» **Aufgabe 1**
Beantworte anhand des Artikels über Michael Herzig diese Fragen:
(a) Wie heißt die bevorzugte Bar von Michael Herzig an der Langstrasse?
(b) Welche Stadt wählte er als Rückzugsort, um den neuen Krimi fertig zu schreiben?
(c) Für welchen Preis ist «Töte deinen Nächsten» nominiert?

» **Ausgewählter Auszug**
Manchmal muss es eben Mord sein

Von: Isabella Seemann

26. Februar 2013

Beruflich blickt Michael Herzig in Abgründe, in der Freizeit lässt er töten. Letzteres hat ihm eine Nomination für den Zürcher Krimipreis eingebracht.

An der Langstrasse, einen Katzensprung von seiner Wohnung entfernt, befindet sich seine bevorzugte Bar, das Mata Hari. Dort gibt es gute Rockmusik, dort kann sich Michael Herzig beim Biertrinken der Beobachtung seiner Mitmenschen widmen, und dort können sich langsam die Fragen ins Bewusstsein setzen, inwiefern die Dramen im Quartier zu einem Fall für Johanna di Napoli werden könnten.

Johanna di Napoli ist Kriminalbeamtin bei der Stadtpolizei, eben löst sie ihren vierten Fall, dessen Auflösung allerdings ins Stocken geraten ist. Berlin als Rückzugsort zu wählen, um den neuen Krimi fertig zu schreiben, erwies sich als unschlau. «Die Ablenkungen waren noch zahlreicher als zu Hause», sagt Michael Herzig. Statt Schreibisolation lockten Bars, Clubs und Krimikollegen. «Richtige Schriftsteller rümpfen die Nase über uns. Wir Krimiautoren sind die Schmuddelkinder des Literaturbetriebs, das schweisst uns zusammen.» Klar ist also schon zu Beginn des Gesprächs, dass der Autor seiner Heldin Johanna di Napoli seinen Sarkasmus und den Hang zu Unmässigkeiten vererbt hat.

Benommen vom Alkohol
Am Anfang ihres letzten Falls, «Töte deinen Nächsten», der für den Zürcher Krimipreis nominiert ist, erwacht die coolste Polizistin der Stadt noch benommen vom Alkohol in einem fremden Bett, ohne zu wissen, wie sie da reingekommen ist, noch wer der schnarchende Typ neben ihr ist. Wegen eines Disziplinarverfahrens und übermässigen Alkoholkonsums steht sie auf dem beruflichen Abstellgleis. Die Kollegen lassen sie spüren, dass sie eh nur «die Quotenfrau» ist, zumal sie sich für die von oben verordnete Bevorzugung aufgrund ihres Geschlechts wenig dankbar zeigt. Sie ist aufmüpfig und widerspenstig, denkt eigenständig, und keiner kann ihr was vormachen, am wenigsten sie sich selber. Das macht sie zu einer schwierig zu führenden Beamtin – und sympathisch für die Leser.

» **Aufgabe 2**
Extrahiere jede Zeile der Datensätze, in der die Zeichenfolge „jumping“ vorkommt. Groß- und Kleinschreibung sind dabei zu beachten.

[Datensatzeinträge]
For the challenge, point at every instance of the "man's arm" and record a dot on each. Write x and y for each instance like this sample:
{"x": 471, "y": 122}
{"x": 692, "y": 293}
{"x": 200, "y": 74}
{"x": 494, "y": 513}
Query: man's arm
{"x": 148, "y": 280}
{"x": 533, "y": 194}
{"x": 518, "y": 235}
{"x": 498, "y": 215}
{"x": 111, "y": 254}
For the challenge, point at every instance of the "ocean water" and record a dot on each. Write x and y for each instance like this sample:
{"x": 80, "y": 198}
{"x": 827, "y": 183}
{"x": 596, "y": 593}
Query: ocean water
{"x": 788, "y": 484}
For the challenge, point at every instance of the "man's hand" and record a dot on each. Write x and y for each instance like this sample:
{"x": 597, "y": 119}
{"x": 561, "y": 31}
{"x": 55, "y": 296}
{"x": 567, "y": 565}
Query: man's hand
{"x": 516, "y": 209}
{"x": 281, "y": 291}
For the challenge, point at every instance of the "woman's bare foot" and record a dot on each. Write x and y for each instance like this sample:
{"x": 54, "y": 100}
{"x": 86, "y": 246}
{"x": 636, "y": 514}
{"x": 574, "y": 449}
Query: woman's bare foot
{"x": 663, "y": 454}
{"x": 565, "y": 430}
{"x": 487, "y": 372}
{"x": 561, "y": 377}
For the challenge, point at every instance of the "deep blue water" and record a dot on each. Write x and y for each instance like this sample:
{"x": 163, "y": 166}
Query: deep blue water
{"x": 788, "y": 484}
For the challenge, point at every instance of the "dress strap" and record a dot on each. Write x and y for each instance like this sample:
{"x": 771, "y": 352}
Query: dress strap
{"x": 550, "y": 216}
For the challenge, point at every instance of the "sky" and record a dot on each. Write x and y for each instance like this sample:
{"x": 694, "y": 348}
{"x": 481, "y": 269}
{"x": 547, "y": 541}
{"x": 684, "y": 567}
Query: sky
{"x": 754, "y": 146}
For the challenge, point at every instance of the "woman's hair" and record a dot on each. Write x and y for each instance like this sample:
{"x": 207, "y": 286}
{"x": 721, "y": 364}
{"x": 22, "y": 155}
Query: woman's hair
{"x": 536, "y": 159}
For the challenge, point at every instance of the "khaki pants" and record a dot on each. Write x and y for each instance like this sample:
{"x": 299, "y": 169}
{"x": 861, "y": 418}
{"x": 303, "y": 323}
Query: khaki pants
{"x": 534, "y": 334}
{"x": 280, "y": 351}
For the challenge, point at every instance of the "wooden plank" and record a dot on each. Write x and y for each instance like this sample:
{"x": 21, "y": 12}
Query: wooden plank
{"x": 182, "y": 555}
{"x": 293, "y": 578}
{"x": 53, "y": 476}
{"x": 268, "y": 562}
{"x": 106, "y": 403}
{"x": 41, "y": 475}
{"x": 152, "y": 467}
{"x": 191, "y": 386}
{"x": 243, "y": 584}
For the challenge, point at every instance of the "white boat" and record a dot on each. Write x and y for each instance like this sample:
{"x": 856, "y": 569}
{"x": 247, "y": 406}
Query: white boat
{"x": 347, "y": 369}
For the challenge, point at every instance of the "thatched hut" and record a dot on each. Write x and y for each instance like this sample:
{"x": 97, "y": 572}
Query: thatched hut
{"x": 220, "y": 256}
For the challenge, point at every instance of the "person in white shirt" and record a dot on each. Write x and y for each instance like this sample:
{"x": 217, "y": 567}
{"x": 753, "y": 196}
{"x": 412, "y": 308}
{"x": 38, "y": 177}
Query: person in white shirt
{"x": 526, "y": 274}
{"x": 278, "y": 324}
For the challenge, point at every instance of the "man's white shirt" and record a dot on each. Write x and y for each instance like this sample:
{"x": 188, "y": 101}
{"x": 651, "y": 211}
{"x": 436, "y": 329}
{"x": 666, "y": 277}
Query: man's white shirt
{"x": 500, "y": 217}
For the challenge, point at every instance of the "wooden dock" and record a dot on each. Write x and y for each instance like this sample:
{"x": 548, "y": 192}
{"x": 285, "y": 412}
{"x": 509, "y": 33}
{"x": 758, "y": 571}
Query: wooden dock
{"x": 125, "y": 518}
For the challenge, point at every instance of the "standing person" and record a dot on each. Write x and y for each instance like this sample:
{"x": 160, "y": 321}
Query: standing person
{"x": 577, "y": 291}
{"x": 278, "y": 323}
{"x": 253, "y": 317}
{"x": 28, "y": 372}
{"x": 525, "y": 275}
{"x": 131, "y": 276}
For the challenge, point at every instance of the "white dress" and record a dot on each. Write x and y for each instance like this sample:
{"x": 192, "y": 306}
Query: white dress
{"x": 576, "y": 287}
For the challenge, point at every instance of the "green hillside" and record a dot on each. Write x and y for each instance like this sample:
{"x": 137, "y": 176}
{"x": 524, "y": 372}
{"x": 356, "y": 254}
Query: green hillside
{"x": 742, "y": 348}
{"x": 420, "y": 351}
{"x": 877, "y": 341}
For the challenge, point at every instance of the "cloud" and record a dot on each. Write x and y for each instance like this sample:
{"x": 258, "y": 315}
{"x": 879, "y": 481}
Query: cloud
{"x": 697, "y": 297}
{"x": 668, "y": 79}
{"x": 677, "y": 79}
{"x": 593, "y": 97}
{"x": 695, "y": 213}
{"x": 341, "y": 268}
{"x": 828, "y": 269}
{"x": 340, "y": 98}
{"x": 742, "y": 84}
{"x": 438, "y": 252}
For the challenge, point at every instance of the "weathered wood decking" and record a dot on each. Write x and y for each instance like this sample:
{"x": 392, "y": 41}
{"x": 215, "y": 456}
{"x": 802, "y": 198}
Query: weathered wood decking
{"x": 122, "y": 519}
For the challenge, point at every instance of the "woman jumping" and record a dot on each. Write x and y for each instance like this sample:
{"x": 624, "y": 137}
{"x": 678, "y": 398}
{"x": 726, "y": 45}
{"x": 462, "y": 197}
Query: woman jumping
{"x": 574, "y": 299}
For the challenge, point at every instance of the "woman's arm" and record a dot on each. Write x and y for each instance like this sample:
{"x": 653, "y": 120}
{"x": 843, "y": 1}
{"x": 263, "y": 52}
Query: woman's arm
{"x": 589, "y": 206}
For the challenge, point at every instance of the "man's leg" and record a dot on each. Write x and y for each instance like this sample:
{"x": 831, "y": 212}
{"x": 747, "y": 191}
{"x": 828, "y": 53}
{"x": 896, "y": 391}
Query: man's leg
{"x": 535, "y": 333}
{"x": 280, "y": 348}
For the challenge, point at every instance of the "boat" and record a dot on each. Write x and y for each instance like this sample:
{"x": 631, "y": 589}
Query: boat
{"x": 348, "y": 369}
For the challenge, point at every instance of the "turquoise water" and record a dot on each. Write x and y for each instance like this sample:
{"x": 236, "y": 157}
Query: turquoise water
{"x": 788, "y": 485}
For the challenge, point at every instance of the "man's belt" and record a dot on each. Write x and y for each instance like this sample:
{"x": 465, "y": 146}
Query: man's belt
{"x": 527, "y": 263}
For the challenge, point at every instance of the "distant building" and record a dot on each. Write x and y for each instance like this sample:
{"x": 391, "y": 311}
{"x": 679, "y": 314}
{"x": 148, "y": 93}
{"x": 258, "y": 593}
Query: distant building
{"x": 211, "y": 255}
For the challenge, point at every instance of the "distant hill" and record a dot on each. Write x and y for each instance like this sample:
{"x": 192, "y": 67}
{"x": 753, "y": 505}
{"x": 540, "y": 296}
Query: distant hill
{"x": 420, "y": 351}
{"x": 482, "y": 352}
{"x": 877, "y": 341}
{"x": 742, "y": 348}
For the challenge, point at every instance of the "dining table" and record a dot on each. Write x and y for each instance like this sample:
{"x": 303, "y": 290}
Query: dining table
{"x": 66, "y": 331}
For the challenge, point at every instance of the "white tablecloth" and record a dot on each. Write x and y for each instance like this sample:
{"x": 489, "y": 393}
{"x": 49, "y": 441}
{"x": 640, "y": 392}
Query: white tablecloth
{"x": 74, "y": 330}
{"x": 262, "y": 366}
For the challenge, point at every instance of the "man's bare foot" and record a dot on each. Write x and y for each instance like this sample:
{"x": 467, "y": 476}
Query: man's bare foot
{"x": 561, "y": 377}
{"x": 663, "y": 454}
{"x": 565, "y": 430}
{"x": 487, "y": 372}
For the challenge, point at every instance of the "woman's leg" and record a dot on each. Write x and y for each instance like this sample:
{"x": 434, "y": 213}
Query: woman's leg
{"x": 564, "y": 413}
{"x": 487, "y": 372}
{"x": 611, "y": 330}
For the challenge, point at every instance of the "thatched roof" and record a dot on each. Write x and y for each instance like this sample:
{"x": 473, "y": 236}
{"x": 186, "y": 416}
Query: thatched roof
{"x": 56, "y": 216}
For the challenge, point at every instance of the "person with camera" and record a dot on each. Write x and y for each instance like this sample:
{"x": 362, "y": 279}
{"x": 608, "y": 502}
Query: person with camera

» **Richtige Antwort 1**
(a) Mata Hari
(b) Berlin
(c) Für den Zürcher Krimipreis

» **Richtige Antwort 2**
For the challenge, point at every instance of the "woman jumping" and record a dot on each. Write x and y for each instance like this sample:
Query: woman jumping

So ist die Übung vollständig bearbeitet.